--- start TEXT PASSAGE ---
# Help needed for moving arms



## samhayne (Jul 3, 2008)

Hi, 

Xmas out of the way i'm now moving back to my halloween stuff.

I've started to plan my werewolf last year but never had the change to actually work on it.

the werewolf will be full size standing up and want both arms to move slowly up and down.

any one got some tips on how i can proceed with the arms movement ?

The prop will be a stand alone prop in the middle of the frontyard, so no wall or tree to help.

thanks in advance.

Sam


----------



## halstaff (Nov 18, 2009)

Here's a link that I've used on a couple of props - http://halloweenpropmaster.com/u-built_it.htm
To get the arms to move, simply put in a cross fitting instead of the T at the shoulders allowing you to attach the arms. Then simply extend the shoulder piece through the cross fittings and attach the arms. They will now move as the head nods. If you build the complete unit your head will also rotate.


----------



## SuperCreep31 (Nov 22, 2009)

i would love to know how to do that myself...let us know if you find something.
--- end TEXT PASSAGE ---
--- start ITEMS ---
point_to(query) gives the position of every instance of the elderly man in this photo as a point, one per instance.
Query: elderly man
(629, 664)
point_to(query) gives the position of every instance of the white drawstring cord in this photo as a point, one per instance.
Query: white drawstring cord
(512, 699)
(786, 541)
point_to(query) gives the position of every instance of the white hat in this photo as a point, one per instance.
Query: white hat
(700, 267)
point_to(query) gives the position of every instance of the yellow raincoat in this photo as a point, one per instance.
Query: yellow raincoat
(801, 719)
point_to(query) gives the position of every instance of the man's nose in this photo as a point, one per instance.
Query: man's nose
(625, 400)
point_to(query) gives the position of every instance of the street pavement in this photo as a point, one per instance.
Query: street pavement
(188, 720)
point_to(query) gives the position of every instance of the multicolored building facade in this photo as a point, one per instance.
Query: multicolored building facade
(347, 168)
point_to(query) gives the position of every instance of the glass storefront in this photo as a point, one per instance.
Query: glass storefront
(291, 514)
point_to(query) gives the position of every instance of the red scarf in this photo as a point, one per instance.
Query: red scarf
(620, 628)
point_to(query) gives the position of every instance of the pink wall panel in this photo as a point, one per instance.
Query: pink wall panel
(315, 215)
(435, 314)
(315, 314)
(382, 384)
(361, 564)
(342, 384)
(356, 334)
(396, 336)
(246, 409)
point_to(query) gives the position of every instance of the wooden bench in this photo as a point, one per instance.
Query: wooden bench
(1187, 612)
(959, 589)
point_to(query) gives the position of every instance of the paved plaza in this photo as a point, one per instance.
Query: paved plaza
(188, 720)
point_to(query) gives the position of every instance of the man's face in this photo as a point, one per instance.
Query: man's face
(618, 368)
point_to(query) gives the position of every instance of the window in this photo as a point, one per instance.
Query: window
--- end ITEMS ---
• [STATED TASK] Continue the forum thread about making a standing werewolf prop's arms move, starting after its last post.

• [RESULT OF THE TASK]
----------



## DarkLore (Jan 25, 2009)

If you look at examples of how people make gravediggers with a swaying arm (holding lantern), you'll get the idea. I'd use a wiper motor for more torque than a deer motor.

There's a good example here on the forum, but I can't find it. So here's a quicky sketch that might help....


----------



## DarkLore (Jan 25, 2009)

For my werewolf, I chose to move the torso rather than the arms. A sketch of the framework I used is shown in my albums. It made it easier to build and pivot.


----------



## samhayne (Jul 3, 2008)

thanks a lot halstaff and darklore, 

Like always i found exactly what i'm looking for.

Great work on that werewolf DL.

Thanks everyone.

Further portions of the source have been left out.